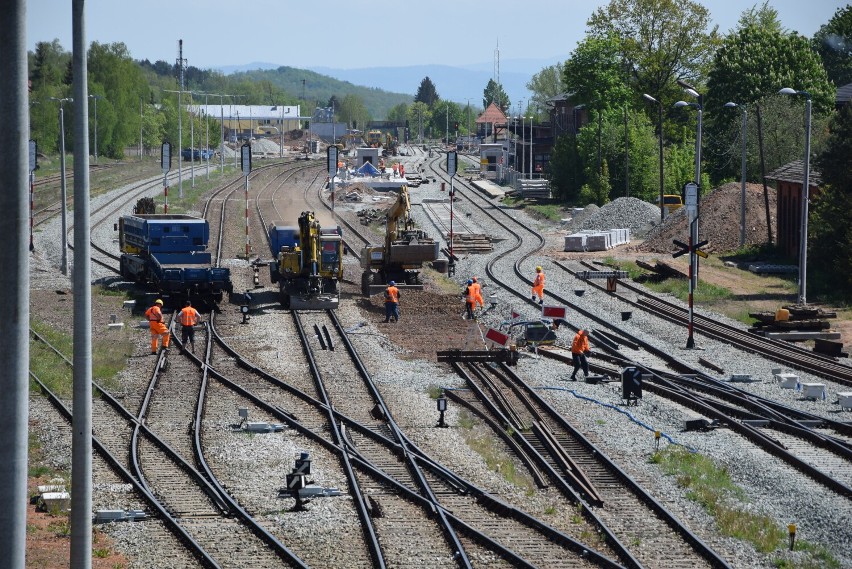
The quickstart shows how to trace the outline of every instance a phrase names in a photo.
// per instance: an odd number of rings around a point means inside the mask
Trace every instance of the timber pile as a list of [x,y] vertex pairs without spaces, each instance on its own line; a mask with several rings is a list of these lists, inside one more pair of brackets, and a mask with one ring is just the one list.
...
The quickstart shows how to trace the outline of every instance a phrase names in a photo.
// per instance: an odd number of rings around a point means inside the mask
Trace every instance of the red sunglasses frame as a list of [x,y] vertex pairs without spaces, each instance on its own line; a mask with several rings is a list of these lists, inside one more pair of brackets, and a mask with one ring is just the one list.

■ **WORK ORDER**:
Your task is to copy each line of the data above that holds "lists".

■ **TASK RESPONSE**:
Trace every instance of the timber pile as a list of [x,y] vertex pairs without spaces, each instance on its own line; a mask with several rings is a list of these lists, inside one more pair of brackets, and a mask with one ring is just the one list.
Trace every instance of the red sunglasses frame as a list of [x,y] vertex pairs without spaces, each instance on its own line; a mask with several rings is a list of these lists, inside one more pair of brackets, and a mask with one ring is just the one list.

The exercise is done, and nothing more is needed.